→ **Exercise details**: Reproduce the listing from the line with "[tag] one dot per instance, sample [202,115]." through the end of the listing, swapping "small tractor" for "compact tractor" and leaving everything else unchanged.

Start of Data provided

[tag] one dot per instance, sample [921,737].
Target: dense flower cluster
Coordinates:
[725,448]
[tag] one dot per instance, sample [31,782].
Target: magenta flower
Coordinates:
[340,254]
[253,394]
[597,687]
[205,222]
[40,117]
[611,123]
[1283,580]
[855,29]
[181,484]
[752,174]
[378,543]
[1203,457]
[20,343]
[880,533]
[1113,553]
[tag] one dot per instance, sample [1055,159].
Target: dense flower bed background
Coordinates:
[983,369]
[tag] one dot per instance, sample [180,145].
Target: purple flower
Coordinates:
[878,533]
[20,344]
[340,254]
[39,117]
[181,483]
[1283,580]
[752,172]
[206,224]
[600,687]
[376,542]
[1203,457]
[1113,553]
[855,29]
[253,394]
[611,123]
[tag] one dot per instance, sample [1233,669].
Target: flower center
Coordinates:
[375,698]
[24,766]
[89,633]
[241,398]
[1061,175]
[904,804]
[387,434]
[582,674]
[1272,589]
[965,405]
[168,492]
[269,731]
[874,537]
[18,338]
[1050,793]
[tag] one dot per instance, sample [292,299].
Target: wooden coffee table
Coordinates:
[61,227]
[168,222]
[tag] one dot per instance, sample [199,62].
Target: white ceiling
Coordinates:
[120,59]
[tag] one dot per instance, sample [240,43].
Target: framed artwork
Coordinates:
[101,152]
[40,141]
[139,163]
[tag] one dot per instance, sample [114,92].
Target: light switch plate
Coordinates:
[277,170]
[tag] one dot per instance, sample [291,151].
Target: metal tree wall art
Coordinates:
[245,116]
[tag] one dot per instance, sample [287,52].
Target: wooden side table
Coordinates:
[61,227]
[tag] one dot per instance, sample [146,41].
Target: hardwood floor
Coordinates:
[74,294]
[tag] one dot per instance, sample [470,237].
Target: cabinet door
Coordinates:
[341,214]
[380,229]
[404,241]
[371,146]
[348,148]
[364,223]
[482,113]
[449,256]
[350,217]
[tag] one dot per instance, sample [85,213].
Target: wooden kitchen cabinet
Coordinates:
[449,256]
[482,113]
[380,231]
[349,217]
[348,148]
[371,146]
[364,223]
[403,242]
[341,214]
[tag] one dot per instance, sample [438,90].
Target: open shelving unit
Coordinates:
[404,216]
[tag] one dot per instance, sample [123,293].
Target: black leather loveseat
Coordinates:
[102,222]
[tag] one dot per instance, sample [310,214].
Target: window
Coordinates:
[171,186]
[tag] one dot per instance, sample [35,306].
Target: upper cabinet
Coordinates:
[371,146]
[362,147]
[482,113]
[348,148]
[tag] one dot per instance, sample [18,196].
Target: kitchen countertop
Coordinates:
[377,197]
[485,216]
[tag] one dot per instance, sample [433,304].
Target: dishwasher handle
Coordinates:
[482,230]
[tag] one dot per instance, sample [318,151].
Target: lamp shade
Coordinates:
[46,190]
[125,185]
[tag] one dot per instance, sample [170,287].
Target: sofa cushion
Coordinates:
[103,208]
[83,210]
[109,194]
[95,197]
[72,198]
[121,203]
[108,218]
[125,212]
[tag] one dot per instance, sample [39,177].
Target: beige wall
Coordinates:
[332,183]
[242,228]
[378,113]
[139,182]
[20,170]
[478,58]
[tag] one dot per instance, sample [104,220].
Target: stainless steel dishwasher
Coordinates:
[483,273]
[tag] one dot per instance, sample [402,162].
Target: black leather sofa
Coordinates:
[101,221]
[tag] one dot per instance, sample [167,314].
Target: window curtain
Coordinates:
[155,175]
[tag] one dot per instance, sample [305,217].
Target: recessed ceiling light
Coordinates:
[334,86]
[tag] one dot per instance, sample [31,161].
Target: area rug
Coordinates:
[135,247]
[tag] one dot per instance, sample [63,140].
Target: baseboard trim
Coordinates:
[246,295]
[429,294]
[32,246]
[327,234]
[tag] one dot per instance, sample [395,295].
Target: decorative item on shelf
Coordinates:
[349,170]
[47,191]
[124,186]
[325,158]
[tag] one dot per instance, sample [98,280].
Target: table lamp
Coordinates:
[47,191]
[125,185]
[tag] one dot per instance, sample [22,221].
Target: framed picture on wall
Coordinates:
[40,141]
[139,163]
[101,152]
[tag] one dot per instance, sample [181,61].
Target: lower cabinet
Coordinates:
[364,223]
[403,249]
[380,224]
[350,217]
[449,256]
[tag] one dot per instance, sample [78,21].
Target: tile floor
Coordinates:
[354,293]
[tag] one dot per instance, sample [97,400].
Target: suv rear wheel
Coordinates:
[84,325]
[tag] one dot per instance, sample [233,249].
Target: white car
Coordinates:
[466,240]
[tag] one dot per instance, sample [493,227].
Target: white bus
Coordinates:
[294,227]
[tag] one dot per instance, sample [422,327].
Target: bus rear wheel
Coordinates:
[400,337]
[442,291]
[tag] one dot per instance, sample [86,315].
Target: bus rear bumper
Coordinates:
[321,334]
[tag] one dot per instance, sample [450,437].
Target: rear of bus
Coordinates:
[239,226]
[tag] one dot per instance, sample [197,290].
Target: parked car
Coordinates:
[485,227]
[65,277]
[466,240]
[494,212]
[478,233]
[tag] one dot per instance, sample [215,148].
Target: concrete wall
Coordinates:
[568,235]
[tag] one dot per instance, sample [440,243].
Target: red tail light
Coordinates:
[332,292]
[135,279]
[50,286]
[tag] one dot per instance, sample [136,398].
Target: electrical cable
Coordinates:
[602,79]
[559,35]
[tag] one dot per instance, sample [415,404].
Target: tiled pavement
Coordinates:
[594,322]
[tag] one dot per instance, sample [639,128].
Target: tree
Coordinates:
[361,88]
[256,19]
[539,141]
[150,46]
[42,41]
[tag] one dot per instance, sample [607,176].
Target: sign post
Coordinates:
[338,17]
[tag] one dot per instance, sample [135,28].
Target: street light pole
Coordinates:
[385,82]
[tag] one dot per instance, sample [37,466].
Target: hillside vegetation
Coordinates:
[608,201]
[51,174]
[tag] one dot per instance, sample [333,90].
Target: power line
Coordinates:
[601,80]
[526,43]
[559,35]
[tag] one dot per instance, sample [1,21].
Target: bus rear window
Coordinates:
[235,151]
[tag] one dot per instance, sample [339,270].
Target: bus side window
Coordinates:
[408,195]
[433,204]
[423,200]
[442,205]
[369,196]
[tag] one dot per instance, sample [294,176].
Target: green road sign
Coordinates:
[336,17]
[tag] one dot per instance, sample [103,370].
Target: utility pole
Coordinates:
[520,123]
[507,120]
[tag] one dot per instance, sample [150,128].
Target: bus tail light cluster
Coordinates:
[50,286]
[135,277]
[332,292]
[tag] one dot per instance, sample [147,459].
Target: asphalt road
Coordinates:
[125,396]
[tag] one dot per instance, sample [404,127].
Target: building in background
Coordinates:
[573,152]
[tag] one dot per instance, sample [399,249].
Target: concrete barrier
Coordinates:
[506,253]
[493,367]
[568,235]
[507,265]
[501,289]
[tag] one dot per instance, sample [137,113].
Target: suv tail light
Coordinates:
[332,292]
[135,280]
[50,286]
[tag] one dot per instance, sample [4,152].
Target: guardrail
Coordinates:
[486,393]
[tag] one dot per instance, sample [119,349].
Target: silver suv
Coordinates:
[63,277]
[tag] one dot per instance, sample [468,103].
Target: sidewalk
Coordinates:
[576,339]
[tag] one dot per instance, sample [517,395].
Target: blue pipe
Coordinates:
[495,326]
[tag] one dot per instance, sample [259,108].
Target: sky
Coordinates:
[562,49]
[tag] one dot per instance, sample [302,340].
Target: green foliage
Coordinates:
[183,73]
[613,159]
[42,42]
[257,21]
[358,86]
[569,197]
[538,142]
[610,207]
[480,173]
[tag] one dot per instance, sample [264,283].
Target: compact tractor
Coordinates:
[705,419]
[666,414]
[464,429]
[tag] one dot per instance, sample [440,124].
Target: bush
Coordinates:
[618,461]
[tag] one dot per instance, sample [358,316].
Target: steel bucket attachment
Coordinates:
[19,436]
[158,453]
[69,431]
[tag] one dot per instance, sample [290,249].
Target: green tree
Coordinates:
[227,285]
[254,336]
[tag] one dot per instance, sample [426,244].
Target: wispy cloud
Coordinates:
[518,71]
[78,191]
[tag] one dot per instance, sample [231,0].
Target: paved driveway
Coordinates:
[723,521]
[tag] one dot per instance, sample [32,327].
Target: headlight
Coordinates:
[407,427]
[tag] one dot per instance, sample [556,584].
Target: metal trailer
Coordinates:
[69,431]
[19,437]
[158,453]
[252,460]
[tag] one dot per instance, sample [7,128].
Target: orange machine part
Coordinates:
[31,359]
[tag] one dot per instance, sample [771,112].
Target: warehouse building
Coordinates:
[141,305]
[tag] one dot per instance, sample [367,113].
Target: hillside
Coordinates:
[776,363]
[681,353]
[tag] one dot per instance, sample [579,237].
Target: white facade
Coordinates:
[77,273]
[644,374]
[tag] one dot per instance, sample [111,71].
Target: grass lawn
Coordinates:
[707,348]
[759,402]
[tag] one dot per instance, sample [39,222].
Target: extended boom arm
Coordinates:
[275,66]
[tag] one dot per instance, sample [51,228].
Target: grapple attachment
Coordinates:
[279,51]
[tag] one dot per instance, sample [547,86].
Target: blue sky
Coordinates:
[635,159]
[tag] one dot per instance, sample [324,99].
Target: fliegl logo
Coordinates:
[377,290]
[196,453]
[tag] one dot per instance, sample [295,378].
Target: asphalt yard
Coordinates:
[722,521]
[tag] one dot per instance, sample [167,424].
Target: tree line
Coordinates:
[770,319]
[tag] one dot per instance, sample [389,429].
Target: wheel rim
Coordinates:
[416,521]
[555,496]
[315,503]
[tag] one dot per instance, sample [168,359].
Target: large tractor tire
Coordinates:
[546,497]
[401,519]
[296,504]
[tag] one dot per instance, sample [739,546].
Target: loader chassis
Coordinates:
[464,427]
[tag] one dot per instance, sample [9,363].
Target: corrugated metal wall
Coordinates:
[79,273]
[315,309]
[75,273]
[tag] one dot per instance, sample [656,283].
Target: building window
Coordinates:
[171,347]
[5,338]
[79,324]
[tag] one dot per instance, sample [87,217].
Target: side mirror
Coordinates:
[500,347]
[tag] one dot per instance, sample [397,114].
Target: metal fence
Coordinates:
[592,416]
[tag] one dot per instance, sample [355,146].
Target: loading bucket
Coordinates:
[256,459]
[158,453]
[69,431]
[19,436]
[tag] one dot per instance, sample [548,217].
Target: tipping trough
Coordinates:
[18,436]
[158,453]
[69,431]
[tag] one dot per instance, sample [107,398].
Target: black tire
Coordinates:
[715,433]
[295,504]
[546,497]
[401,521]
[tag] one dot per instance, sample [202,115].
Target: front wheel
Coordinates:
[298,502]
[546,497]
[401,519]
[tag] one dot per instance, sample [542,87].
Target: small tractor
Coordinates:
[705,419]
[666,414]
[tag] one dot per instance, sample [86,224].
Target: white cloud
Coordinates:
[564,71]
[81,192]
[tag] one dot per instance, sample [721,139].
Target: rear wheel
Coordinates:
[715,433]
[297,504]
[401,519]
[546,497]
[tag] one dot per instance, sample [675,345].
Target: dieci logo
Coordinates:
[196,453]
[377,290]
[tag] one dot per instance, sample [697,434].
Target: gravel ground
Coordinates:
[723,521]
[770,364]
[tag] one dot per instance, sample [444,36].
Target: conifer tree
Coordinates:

End of Data provided

→ **The output**:
[tag] one dot per instance, sample [202,115].
Target: front wheel
Coordinates:
[298,502]
[546,497]
[401,519]
[tag] one dot per instance, sample [542,87].
Target: compact tractor
Coordinates:
[705,419]
[666,414]
[tag] one dot per instance, sample [86,224].
Target: white cloud
Coordinates:
[564,71]
[81,192]
[tag] one dot per instance, sample [721,139].
Target: rear wheel
Coordinates:
[715,433]
[297,504]
[401,519]
[546,497]
[tag] one dot per instance, sample [675,345].
Target: dieci logo
Coordinates:
[196,453]
[377,290]
[tag] one dot per instance, sample [697,434].
Target: gravel ground
Coordinates:
[723,521]
[770,364]
[tag] one dot per instance, sample [444,36].
Target: conifer tree
Coordinates:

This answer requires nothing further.